(Passage to read)
+--

Thanks for all these valuable information!

2
Roy C

Really, "debunked the free radical theory". I will have to read that article.

We know that free radical scavenging enzymes such as SOD and glutathione peroxidase are the two enzymes that keep us living longer, and that the animals that have the most of this, live the longest.

SuperOxideDismutase uses zinc as a co-factor and the glutathione uses selenium. Next time you have some allergic reaction in your eye, or conjunctivitis, try some vitamin B2 and some selenium selenite together. The selenium lets the glutathione work and the vitamin B2 recirculates the glutathione refreshing as the co-factor of glutathione reductase. Your allergies will reduce quickly and your conjunctivitis will virtually disappear. You need the liquid form of selenium, though.

The National Cancer Institute of the National Science Foundation did a study of the relationship of the quantity of selenium in the diet of Americans and their cancer rate.

+--

(What you should do) Reproduce everything in the comment on free radicals and selenium from "SuperOxideDismutase uses zinc" down to "of selenium, though.".

+--

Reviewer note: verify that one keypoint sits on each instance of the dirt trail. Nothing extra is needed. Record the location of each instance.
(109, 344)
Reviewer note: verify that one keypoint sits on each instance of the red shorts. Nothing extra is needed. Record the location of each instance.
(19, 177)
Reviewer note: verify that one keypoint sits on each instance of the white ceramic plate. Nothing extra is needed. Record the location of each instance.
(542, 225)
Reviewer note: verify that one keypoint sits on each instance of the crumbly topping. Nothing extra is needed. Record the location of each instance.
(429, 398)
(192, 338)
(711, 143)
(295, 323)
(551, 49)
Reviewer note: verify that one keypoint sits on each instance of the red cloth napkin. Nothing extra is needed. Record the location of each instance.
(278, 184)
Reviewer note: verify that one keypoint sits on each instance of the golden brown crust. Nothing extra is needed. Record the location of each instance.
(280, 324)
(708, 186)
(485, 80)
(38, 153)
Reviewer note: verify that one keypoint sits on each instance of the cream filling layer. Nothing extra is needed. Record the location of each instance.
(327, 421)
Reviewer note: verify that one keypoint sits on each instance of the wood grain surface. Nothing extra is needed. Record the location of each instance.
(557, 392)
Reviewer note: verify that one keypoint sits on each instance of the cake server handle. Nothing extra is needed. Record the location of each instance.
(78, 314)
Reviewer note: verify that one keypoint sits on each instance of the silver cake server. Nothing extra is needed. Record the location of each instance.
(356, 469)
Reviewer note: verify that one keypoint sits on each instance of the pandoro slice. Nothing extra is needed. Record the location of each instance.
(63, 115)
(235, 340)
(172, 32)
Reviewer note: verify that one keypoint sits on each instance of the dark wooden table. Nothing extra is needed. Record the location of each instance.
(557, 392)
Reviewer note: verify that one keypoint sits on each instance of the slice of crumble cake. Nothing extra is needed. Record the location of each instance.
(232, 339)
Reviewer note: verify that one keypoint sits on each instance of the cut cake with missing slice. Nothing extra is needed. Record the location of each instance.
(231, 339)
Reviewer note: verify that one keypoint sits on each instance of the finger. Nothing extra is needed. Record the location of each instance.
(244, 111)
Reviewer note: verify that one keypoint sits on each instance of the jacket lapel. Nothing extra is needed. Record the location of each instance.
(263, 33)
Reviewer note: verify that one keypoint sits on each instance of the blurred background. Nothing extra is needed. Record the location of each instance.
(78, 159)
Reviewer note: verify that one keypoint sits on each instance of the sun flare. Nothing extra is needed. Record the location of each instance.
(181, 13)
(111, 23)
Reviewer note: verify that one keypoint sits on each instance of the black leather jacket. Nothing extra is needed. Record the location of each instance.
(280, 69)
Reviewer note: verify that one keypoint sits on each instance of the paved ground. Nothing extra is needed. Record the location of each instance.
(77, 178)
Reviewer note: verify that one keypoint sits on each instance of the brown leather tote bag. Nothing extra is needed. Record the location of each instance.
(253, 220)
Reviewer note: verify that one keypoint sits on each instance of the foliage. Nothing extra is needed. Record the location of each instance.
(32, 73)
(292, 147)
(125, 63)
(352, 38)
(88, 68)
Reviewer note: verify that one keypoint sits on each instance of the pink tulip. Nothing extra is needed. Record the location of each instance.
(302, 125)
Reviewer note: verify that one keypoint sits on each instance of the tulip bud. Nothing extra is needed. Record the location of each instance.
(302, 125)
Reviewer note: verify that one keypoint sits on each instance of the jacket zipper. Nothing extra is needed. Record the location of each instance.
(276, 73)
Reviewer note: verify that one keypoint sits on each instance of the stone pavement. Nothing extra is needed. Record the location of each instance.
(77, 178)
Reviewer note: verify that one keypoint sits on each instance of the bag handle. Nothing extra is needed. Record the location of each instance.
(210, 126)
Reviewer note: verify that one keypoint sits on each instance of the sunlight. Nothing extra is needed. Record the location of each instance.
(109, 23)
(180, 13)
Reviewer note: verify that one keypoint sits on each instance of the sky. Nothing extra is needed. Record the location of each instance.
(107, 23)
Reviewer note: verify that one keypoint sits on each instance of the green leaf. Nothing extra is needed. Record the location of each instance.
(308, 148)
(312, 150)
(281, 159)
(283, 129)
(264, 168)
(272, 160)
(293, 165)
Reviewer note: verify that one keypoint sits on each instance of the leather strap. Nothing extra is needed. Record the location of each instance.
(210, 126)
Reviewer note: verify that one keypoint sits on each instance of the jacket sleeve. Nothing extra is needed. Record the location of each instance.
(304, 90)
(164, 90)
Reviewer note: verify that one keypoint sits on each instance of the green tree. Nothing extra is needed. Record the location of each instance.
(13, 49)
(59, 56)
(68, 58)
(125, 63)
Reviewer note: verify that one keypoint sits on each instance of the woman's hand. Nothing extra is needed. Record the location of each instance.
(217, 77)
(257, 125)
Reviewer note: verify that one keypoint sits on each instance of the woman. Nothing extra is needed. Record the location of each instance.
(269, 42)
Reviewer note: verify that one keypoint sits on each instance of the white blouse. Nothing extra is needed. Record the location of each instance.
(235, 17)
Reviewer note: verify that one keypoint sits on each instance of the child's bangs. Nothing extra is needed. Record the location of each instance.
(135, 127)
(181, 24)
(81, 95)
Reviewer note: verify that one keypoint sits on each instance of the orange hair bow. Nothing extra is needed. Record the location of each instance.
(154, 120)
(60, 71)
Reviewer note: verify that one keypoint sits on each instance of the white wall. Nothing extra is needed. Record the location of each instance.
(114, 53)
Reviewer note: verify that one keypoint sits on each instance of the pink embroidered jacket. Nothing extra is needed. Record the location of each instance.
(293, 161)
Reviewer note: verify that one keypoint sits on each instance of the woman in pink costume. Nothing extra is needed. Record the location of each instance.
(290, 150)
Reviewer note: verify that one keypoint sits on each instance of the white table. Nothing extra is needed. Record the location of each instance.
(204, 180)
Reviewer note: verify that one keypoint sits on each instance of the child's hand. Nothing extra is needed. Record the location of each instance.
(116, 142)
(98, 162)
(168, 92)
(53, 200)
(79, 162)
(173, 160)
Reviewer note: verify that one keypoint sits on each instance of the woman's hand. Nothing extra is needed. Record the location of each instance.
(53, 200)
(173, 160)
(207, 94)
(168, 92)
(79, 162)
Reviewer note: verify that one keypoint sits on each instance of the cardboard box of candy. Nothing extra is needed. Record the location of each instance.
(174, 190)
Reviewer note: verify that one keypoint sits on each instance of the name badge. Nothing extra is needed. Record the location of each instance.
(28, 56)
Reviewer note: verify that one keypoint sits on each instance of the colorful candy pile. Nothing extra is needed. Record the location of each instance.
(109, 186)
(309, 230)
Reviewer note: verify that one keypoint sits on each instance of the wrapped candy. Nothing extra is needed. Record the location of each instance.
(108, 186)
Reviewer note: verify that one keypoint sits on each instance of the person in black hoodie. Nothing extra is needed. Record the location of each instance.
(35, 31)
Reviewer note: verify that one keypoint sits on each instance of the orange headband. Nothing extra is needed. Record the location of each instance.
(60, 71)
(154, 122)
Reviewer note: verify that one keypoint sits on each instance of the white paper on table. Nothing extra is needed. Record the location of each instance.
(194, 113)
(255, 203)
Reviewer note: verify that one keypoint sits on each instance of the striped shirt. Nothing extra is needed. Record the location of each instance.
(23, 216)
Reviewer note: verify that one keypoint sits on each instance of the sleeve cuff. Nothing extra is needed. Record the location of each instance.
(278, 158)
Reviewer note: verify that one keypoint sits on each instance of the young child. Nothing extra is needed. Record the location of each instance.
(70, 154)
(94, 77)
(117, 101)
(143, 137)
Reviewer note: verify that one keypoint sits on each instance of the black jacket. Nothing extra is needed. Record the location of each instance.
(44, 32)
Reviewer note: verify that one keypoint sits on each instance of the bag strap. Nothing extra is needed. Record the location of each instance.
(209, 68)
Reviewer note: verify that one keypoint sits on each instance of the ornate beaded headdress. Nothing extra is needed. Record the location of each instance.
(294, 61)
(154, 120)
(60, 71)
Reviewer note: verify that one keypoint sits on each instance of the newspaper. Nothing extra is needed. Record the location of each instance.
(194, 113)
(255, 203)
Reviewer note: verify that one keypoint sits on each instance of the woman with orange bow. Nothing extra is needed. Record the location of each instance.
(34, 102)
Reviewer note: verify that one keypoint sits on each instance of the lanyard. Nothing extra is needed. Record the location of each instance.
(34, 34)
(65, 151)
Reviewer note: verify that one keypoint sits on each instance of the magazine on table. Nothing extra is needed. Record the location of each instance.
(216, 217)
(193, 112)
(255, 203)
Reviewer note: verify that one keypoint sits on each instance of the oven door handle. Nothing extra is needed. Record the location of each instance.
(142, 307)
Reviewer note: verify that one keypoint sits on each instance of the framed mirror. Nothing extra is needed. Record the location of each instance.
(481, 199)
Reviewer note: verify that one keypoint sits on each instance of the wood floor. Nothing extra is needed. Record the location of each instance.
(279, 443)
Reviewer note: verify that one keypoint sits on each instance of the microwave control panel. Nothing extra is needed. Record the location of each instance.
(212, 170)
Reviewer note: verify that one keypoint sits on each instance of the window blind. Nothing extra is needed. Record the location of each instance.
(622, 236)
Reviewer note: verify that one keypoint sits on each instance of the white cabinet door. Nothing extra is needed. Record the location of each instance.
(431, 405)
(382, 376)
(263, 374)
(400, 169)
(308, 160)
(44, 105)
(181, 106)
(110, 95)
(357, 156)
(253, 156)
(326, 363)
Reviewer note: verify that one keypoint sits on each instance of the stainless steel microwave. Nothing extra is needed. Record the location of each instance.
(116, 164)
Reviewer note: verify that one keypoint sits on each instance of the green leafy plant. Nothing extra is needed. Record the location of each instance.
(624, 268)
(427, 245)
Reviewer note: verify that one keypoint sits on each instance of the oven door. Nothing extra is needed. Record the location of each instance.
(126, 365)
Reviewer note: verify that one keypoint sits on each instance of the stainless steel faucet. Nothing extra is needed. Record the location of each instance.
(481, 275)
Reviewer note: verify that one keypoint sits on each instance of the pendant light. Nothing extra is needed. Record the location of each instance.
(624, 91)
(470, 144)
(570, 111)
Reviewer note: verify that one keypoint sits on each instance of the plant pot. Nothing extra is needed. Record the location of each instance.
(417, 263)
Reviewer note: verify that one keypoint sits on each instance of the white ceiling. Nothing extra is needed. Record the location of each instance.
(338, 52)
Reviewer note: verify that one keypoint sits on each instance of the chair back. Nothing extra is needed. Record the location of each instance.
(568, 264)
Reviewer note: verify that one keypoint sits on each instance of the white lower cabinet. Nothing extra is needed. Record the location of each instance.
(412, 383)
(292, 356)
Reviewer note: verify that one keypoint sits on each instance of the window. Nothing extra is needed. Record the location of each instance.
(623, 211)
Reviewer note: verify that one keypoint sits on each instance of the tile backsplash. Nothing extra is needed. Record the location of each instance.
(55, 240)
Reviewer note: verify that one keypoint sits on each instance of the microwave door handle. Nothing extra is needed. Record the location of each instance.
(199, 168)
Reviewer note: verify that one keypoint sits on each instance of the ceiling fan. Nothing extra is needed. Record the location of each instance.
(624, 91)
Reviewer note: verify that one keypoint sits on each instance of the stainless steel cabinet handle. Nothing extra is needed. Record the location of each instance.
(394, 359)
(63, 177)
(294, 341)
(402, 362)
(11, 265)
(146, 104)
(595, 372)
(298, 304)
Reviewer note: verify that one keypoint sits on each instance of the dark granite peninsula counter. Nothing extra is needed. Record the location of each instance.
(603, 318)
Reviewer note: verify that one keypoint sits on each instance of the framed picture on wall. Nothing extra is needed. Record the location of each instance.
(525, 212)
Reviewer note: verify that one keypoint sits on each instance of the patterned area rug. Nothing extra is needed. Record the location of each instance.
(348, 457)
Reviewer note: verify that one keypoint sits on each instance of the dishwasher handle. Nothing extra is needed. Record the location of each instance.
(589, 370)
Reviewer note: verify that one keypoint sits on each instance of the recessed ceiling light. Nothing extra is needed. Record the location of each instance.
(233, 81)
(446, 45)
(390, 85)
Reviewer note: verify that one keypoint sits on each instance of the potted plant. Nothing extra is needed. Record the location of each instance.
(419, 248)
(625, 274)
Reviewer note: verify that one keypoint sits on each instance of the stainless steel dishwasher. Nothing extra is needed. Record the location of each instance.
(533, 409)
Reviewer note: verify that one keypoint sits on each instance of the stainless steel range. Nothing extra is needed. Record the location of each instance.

+--

(Solution for this task)
SuperOxideDismutase uses zinc as a co-factor and the glutathione uses selenium. Next time you have some allergic reaction in your eye, or conjunctivitis, try some vitamin B2 and some selenium selenite together. The selenium lets the glutathione work and the vitamin B2 recirculates the glutathione refreshing as the co-factor of glutathione reductase. Your allergies will reduce quickly and your conjunctivitis will virtually disappear. You need the liquid form of selenium, though.